Aşağıdaki verilerde "rock" dizesini içeren tüm satırları bulun ve her birini değiştirmeden kopyalayın; büyük ve küçük harf ayrımı dikkate alınmalıdır.

----- Sağlanan Veriler -----

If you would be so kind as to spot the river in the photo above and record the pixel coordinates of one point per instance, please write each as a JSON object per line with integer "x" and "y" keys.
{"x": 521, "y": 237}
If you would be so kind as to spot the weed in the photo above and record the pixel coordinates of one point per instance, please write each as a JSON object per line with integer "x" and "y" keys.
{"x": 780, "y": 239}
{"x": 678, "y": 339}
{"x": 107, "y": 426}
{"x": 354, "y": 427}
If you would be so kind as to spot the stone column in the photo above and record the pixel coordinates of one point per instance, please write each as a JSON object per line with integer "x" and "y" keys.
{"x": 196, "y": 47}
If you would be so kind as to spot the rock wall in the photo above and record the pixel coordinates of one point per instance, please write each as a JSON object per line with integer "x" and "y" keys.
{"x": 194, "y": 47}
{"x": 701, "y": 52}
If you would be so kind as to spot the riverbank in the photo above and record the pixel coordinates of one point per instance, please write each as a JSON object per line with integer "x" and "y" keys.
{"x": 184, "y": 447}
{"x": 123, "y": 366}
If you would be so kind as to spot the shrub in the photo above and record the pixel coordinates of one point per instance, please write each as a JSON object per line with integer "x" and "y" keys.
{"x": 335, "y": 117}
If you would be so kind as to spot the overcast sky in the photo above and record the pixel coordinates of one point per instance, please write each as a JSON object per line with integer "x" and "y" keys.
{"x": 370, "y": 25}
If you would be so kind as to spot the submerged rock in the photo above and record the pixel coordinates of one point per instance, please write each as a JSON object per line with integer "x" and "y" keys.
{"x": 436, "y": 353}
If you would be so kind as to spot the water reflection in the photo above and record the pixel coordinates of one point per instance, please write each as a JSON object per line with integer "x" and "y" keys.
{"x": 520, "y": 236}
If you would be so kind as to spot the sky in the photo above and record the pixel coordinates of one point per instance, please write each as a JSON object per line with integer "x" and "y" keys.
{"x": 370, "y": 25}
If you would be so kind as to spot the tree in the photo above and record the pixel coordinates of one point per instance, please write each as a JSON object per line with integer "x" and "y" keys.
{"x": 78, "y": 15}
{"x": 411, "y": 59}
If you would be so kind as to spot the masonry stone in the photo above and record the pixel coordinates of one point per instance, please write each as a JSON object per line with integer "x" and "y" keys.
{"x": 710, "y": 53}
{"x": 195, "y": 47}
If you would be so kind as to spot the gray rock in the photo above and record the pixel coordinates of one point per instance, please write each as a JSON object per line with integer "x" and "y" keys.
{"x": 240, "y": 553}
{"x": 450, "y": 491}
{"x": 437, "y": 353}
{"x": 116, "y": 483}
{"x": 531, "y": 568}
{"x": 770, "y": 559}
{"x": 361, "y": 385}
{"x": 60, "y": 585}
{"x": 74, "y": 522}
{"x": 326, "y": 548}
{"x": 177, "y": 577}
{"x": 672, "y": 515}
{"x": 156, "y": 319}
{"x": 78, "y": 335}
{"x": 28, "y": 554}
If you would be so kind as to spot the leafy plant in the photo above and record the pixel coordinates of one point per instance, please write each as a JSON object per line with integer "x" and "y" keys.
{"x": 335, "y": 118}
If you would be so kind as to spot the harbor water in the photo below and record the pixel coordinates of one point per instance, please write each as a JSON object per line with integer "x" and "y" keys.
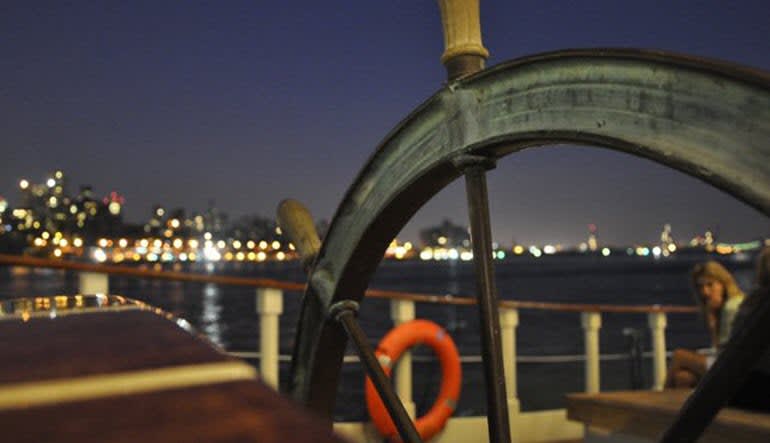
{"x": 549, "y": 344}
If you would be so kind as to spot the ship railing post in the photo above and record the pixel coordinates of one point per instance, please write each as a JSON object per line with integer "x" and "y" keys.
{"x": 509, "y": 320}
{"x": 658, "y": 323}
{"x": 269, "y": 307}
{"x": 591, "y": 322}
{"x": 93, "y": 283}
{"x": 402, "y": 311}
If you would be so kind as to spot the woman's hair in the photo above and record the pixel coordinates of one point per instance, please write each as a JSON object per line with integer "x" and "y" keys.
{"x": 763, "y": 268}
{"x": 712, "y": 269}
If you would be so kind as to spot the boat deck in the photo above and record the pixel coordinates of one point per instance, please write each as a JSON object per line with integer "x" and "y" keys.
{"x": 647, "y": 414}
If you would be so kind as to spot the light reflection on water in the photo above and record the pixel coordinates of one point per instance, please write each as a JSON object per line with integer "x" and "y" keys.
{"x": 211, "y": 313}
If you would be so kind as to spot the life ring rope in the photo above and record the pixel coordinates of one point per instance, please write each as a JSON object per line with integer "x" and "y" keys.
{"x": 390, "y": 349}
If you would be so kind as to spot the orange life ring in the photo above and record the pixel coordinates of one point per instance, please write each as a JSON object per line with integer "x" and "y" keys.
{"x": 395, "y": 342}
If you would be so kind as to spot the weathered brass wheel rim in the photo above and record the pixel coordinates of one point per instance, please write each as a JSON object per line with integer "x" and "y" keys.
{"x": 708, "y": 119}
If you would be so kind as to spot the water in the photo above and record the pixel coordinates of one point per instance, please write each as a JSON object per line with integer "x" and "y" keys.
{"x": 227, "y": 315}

-----
----- Sağlanan Veriler -----

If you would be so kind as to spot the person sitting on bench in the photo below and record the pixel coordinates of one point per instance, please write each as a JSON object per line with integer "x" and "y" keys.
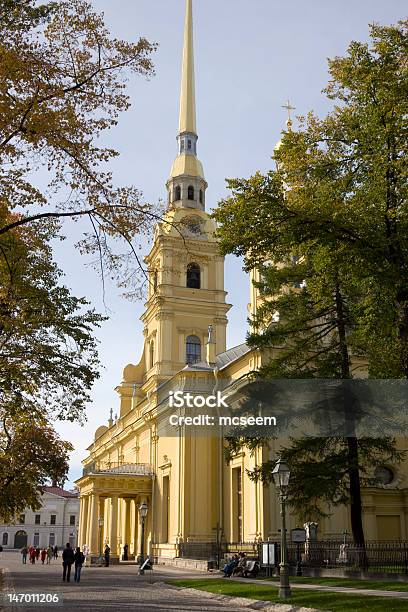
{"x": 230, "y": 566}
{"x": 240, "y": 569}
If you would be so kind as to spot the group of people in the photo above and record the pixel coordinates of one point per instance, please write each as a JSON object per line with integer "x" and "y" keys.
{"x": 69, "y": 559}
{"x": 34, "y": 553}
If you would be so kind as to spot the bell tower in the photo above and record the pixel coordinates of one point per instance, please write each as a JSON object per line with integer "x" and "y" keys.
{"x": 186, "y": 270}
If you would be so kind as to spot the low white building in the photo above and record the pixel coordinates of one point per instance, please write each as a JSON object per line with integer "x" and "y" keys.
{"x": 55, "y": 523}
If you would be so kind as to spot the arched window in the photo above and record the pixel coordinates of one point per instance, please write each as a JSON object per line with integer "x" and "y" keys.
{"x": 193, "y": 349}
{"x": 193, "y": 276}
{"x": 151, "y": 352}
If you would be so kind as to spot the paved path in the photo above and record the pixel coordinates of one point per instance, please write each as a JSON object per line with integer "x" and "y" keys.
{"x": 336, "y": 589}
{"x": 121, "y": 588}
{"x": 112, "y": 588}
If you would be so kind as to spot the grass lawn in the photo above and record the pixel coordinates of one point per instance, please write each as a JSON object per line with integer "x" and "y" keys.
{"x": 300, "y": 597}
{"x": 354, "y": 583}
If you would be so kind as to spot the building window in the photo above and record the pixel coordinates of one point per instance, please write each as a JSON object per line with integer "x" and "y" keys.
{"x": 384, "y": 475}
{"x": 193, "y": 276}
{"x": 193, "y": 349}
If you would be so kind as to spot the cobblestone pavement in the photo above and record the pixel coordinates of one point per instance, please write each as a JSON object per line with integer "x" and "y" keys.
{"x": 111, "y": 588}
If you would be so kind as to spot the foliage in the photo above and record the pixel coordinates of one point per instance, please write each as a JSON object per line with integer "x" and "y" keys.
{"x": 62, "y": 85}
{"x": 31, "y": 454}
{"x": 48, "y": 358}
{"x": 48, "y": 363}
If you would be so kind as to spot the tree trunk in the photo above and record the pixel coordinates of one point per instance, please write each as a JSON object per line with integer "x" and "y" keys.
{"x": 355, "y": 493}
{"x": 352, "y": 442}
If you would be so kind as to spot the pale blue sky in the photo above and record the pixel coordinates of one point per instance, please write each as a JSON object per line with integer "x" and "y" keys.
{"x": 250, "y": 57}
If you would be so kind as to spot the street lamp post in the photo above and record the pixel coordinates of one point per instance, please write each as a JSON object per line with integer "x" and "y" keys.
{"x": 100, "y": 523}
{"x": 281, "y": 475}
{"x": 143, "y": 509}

-----

# Görev Yanıtı
If you would be so kind as to spot the rock wall in the photo above and record the pixel coordinates of one point per instance, please write each as a JSON object per line with integer "x" and "y" keys.
If you would be so kind as to spot the submerged rock in the photo above and record the pixel coordinates of one point per instance, please write each as a JSON object per line with integer "x" and "y" keys.
If you would be so kind as to spot the gray rock in the photo above and record the pixel coordinates of one point per instance, please write each as a JSON object per line with integer "x" and "y" keys.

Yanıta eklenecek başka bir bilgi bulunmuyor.